I didn't take a good overview picture of the Athenian treasury myself, but here's an okay (if small and low-quality) one: http://www.beazley.ox.ac.uk/cgprograms/Site/Image/AthTreas.jpg

https://webshare.uchicago.edu/users/edris/Public/Picture%20313.jpg Yeah, yeah, theater, etc. etc. Everyone and their dog has seen this shot.

https://webshare.uchicago.edu/users/edris/Public/Picture%20314.jpg Yay, nature!

https://webshare.uchicago.edu/users/edris/Public/Picture%20317.jpg A puzzling inscription on the wall that goes partway around the stadium. This inscription and the wall more generally seem to be from the Archaic period; but the rest of the stadium is much later (Hellenistic or Roman; I forget). This has excited much commentary (since it is extremely unlikely that there was actually an Archaic stadium or large structure of any kind up there).

https://webshare.uchicago.edu/users/edris/Public/Picture%20320.jpg 2500-year old paint. (From the Siphnian treasury frieze.)

* **Listed entries**
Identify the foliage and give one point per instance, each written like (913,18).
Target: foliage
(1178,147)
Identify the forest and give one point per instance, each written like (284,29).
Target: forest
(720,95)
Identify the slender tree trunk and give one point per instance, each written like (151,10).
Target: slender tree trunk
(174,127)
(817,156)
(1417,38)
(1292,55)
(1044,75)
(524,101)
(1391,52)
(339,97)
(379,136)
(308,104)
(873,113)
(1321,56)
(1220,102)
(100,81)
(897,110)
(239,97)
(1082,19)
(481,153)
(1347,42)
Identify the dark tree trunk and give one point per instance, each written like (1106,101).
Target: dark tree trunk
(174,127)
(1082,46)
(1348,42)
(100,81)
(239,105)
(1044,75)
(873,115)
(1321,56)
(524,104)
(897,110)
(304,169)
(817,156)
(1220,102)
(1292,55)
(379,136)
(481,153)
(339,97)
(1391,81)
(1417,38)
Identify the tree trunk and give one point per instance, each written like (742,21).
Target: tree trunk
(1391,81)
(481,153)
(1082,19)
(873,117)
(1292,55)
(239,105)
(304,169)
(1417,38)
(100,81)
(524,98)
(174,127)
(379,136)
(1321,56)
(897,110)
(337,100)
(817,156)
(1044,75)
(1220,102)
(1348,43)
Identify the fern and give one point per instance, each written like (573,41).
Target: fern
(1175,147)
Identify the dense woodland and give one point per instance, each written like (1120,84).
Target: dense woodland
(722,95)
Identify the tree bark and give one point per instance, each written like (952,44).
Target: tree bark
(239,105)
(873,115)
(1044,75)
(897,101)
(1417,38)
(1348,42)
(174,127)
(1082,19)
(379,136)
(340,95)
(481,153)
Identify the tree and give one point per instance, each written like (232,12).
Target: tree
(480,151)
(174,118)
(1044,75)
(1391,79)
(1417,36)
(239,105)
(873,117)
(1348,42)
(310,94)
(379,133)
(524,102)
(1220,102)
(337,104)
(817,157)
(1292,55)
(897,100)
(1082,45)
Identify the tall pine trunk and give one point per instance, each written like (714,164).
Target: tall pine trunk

* **Task instructions**
**a.** In the photo captions, what period do the inscription and the wall around the stadium seem to date from?
**b.** Can you set down the photo captions word for word between "I didn't take" and "seen this shot.", inclusive?
The data can be set aside; nothing here depends on it.

* **Solutions to the problems**
**a.** The Archaic period.

**b.**
I didn't take a good overview picture of the Athenian treasury myself, but here's an okay (if small and low-quality) one: http://www.beazley.ox.ac.uk/cgprograms/Site/Image/AthTreas.jpg

https://webshare.uchicago.edu/users/edris/Public/Picture%20313.jpg Yeah, yeah, theater, etc. etc. Everyone and their dog has seen this shot.